THE REQUEST >>
Format the lines of the records below as a JSON list of strings, one string per line, starting with the line that contains "# point at: swimming" and running through the end of the records. Leave out any blank lines.

PROVIDED RECORDS >>
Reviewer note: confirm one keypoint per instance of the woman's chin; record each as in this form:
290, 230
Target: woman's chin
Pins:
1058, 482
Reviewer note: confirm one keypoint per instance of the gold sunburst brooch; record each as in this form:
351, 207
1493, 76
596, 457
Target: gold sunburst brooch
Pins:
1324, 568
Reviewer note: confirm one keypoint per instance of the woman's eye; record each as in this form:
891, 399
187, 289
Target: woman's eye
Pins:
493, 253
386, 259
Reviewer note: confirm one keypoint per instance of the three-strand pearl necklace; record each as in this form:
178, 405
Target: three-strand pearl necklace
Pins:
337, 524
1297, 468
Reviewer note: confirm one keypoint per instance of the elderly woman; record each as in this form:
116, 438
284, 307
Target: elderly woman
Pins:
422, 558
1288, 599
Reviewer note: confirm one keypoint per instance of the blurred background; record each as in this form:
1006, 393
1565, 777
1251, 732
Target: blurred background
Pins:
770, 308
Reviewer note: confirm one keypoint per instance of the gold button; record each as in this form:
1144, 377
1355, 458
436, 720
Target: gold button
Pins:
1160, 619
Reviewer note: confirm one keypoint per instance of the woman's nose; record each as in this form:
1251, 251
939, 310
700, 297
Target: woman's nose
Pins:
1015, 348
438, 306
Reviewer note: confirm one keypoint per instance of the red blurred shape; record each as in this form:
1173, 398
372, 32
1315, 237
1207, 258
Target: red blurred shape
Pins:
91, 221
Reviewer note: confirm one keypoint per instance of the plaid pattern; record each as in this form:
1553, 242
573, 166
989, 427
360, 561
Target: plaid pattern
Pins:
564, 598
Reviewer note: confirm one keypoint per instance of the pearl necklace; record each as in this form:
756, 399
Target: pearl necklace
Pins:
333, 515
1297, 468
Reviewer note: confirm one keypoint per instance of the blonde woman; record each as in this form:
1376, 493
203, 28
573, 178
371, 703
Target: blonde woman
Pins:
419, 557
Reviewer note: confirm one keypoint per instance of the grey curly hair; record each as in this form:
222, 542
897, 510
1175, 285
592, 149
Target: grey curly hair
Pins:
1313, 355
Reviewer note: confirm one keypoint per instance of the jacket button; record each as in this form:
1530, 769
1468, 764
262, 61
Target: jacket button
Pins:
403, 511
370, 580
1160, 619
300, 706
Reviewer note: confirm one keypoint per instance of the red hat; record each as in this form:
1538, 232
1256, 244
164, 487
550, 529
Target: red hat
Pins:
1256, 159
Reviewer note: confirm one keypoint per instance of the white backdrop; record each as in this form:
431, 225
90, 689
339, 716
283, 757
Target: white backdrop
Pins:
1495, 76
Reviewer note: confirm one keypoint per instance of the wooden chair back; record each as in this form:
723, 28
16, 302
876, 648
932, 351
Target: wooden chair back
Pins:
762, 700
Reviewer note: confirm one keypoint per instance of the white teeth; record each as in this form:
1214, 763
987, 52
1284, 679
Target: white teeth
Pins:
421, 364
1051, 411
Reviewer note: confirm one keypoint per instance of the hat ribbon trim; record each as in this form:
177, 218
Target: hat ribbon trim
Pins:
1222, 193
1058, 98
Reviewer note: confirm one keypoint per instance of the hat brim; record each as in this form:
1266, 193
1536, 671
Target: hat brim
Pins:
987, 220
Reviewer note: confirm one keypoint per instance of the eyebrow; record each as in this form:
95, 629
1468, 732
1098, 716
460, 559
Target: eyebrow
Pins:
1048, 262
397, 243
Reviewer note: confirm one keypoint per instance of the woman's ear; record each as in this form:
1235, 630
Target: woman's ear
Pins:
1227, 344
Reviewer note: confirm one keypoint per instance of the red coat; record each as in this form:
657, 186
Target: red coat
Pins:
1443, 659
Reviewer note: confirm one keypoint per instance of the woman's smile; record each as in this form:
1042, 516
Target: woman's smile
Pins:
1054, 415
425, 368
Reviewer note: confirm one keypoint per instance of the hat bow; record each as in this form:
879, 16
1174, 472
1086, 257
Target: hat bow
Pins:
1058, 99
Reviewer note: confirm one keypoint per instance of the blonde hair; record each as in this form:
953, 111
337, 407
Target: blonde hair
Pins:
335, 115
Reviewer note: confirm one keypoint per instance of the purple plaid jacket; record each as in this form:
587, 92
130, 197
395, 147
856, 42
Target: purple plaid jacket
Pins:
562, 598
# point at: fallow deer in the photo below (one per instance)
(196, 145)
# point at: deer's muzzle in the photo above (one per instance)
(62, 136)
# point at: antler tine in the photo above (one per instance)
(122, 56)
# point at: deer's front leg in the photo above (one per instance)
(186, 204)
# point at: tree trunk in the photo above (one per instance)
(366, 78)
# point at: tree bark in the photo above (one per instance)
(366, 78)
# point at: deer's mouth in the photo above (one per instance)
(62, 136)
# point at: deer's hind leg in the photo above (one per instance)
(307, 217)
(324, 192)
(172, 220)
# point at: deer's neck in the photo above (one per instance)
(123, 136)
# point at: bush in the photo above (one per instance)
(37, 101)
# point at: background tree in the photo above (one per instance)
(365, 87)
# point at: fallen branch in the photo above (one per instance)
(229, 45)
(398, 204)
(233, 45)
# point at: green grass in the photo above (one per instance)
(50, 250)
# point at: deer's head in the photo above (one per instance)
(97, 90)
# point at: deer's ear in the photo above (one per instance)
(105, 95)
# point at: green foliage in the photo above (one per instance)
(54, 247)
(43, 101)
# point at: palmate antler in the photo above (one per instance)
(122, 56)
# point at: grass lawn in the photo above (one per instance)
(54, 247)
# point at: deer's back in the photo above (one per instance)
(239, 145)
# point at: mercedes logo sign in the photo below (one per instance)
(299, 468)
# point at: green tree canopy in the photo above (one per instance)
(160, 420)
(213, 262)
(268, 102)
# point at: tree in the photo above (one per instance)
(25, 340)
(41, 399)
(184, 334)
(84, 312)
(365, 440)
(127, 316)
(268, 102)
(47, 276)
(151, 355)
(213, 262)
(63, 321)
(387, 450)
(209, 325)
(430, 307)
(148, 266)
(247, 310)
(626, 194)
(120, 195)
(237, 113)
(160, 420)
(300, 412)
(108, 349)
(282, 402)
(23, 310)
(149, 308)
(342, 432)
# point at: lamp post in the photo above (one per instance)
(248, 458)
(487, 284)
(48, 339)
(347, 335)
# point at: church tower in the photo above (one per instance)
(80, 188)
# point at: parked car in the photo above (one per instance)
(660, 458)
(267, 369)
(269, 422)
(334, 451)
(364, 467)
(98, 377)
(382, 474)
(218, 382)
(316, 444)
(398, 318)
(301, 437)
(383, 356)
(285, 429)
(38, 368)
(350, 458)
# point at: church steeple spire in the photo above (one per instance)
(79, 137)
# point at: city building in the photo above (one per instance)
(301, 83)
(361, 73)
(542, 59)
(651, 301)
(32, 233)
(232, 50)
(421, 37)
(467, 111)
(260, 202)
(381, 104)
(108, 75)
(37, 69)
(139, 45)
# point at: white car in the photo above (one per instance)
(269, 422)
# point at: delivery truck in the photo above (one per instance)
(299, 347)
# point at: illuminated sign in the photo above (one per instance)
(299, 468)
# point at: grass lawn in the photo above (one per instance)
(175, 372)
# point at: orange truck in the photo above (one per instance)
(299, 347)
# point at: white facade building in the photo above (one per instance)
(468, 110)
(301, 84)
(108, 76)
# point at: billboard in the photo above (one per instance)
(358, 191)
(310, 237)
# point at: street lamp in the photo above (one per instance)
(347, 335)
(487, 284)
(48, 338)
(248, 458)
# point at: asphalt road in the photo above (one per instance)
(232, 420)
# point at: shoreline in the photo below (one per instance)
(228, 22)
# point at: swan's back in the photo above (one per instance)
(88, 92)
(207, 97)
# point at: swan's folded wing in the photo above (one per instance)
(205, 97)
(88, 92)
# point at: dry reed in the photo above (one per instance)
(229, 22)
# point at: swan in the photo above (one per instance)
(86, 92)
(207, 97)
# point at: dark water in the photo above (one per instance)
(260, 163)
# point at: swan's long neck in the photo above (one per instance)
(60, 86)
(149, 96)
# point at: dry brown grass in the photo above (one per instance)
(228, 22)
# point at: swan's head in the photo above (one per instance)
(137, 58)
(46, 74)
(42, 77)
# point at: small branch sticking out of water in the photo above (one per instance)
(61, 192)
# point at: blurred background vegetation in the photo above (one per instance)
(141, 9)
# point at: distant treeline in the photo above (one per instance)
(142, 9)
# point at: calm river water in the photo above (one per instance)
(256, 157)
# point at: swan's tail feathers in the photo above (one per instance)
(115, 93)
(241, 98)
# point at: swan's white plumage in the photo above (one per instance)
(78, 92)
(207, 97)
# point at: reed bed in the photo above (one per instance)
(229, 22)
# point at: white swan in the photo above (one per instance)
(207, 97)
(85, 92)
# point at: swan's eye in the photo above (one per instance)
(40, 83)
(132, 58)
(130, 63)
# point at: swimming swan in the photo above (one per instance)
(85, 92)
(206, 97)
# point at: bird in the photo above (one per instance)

EXPECTED ANSWER >>
[
  "# point at: swimming swan in the photo above (one per instance)",
  "(85, 92)",
  "(206, 97)",
  "# point at: bird in the photo above (one per instance)"
]